- To do -
Could you output all of the records below exactly as they appear?

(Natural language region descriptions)
=== Begin Enclosure ===

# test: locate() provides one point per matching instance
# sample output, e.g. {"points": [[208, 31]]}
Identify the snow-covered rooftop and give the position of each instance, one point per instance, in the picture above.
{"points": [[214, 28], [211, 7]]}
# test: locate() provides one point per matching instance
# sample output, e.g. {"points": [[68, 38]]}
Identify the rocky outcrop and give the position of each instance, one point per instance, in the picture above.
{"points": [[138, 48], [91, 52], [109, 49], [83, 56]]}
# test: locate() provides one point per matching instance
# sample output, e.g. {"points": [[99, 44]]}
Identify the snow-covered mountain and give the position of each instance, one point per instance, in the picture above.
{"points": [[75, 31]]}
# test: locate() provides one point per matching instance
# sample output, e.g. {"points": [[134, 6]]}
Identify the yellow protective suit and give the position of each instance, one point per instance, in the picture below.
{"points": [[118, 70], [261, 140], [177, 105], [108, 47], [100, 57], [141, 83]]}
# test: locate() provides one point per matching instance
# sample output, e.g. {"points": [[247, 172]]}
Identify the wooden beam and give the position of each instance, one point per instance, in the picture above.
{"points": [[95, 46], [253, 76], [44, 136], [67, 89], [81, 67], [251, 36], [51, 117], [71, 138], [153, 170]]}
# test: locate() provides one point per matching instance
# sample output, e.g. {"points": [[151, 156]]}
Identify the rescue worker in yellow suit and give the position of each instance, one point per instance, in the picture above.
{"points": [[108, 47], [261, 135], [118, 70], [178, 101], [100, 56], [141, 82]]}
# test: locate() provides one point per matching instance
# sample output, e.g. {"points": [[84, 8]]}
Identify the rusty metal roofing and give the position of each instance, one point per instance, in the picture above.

=== End Enclosure ===

- Written answer -
# test: locate() provides one point per matching instance
# sample output, e.g. {"points": [[208, 31]]}
Identify the snow-covered rooftop and give the position of each instance, one point per instance, in the picture above.
{"points": [[214, 28], [211, 7]]}
# test: locate() provides one point per matching instance
# sample output, e.g. {"points": [[68, 38]]}
Identify the rocky outcrop and give the position of each instance, one point per instance, in the picture above.
{"points": [[138, 48], [91, 52], [109, 49], [83, 56]]}
# test: locate() provides one point per matching instance
# sample output, e.g. {"points": [[99, 44]]}
Identify the snow-covered mountain and give the position of each instance, one point per instance, in the picture above.
{"points": [[75, 31]]}
# test: locate() provides one point per matching instance
# sample output, e.g. {"points": [[134, 6]]}
Identify the yellow protective suit and give the position of each instance, one point per instance, in the picture below.
{"points": [[118, 70], [261, 140], [177, 105], [108, 47], [100, 57], [141, 83]]}
# test: locate() provides one point per matching instance
# sample output, e.g. {"points": [[247, 172]]}
Identify the wooden beam and give the position of each instance, one point per instance, in the picture above.
{"points": [[95, 46], [253, 76], [44, 136], [67, 89], [81, 67], [251, 36], [51, 117], [71, 138], [153, 170]]}
# test: locate() provides one point per matching instance
# sample output, e.g. {"points": [[151, 156]]}
Identify the rescue worker in yellow suit and give the position of each instance, one point per instance, in the picture above.
{"points": [[108, 47], [261, 135], [118, 70], [178, 101], [100, 56], [141, 82]]}
# test: locate() provides one point per matching instance
# sample output, e.g. {"points": [[84, 8]]}
Identify the rusty metal roofing and give the position of each instance, one point per instance, in the picture above.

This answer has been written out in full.